====== Page text

Dietary fat intake and risk of ovarian cancer in the NIH-AARP Diet and Health Study
By: Blank MM, Wentzensen N, Murphy MA, Hollenbeck A, Park Y.

Division of Cancer Epidemiology and Genetics, National Cancer Institute, National Institutes of Health, 6120 Executive Boulevard, Rockville, MD 20852, USA.
Br J Cancer. 2012 Jan 5. doi: 10.1038/bjc.2011.572.

Abstract

Background

Fat intake has been postulated to increase risk of ovarian cancer, but previous studies have reported inconsistent results.

Methods

he NIH-AARP Diet and Health Study, a large prospective cohort, assessed diet using a food frequency questionnaire at baseline in 1995-1996. During an average of 9 years of follow-up, 695 ovarian cancer cases were ascertained through the state cancer registry database. The relative risks (RRs) and 95% confidence interval (CI) were estimated using a Cox proportional hazard model.

============

**Your tasks:**
**a)** Decide whether each statement agrees with the abstract on dietary fat and ovarian cancer, giving yes or no and quoting the words of the abstract that settle it: (i) participants were followed for an average of 9 years; (ii) diet was assessed at baseline through personal interviews; (iii) earlier studies consistently found that fat intake raises ovarian cancer risk.
**b)** Write the next part of the abstract on dietary fat and ovarian cancer, starting after its final sentence.
The lines that follow are separate material and have no connection to the abstract on dietary fat and ovarian cancer.

====== Provided material

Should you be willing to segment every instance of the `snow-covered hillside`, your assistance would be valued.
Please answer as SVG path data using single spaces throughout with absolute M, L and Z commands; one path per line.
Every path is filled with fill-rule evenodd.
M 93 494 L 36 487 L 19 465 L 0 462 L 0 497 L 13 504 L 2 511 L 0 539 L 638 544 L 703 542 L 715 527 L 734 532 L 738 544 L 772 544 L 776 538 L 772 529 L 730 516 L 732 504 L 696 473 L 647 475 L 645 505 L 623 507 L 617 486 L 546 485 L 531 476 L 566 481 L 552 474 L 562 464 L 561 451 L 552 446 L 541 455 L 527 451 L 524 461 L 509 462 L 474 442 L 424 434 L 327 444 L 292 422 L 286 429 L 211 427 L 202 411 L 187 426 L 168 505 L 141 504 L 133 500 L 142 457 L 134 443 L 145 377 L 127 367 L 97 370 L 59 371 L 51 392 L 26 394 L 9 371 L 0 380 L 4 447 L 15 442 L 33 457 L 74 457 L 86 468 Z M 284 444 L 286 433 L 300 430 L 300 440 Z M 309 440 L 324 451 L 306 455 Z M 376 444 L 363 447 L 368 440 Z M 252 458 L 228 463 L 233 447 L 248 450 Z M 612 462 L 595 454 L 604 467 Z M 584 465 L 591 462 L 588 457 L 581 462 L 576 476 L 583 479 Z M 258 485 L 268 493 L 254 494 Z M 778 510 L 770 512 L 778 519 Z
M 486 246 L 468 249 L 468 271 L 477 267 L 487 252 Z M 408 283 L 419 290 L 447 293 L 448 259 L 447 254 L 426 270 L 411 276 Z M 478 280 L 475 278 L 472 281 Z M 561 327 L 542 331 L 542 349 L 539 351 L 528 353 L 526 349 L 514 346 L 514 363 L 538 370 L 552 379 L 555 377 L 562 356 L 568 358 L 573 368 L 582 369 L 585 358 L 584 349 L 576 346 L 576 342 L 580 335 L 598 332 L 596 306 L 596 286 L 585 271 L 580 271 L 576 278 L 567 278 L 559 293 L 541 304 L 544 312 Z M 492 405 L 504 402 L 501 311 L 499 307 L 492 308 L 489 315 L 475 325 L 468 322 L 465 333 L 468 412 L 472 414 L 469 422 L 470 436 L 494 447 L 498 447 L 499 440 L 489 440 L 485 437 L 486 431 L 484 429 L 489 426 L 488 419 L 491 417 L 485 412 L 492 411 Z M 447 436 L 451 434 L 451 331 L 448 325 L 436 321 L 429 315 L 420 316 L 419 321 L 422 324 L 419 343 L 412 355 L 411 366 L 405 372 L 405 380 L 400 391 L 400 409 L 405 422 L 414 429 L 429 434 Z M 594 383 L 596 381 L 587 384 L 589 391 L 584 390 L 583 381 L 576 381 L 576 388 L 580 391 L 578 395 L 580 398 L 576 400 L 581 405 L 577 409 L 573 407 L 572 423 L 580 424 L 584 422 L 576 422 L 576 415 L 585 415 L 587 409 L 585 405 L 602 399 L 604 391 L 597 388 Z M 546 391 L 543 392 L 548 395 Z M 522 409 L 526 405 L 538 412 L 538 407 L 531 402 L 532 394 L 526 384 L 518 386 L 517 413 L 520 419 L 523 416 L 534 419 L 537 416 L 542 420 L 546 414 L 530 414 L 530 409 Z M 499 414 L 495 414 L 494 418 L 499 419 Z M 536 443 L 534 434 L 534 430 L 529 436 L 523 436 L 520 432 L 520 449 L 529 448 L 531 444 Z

============

**Task results:**
**a)**
(i) Yes: "During an average of 9 years of follow-up"
(ii) No: "assessed diet using a food frequency questionnaire at baseline in 1995-1996"
(iii) No: "previous studies have reported inconsistent results"

**b)**
Results

Women in the highest vs the lowest quintile of total fat intake had a 28% increased risk of ovarian cancer (RR(Q5 vs Q1)=1.28, 95% CI: 1.01-1.63). Fat intake from animal sources (RR(Q5 vs Q1)=1.30; 95% CI: 1.02-1.66), but not from plant sources, was positively associated with ovarian cancer risk. Saturated and monounsaturated fat intakes were not related to risk of ovarian cancer, but polyunsaturated fat intake showed a weak positive association. The association between total fat intake and ovarian cancer was stronger in women who were nulliparous or never used oral contraceptives.

Conclusion

Fat intake, especially from animal sources, was related to an increased risk of ovarian cancer. The association may be modified by parity and oral contraceptive use, which warrants further investigation.

British Journal of Cancer advance online publication, 5 January 2012; doi:10.1038/bjc.2011.572 www.bjcancer.com.

PMID: 22223086 [PubMed - as supplied by publisher] Source: National Library of Medicine.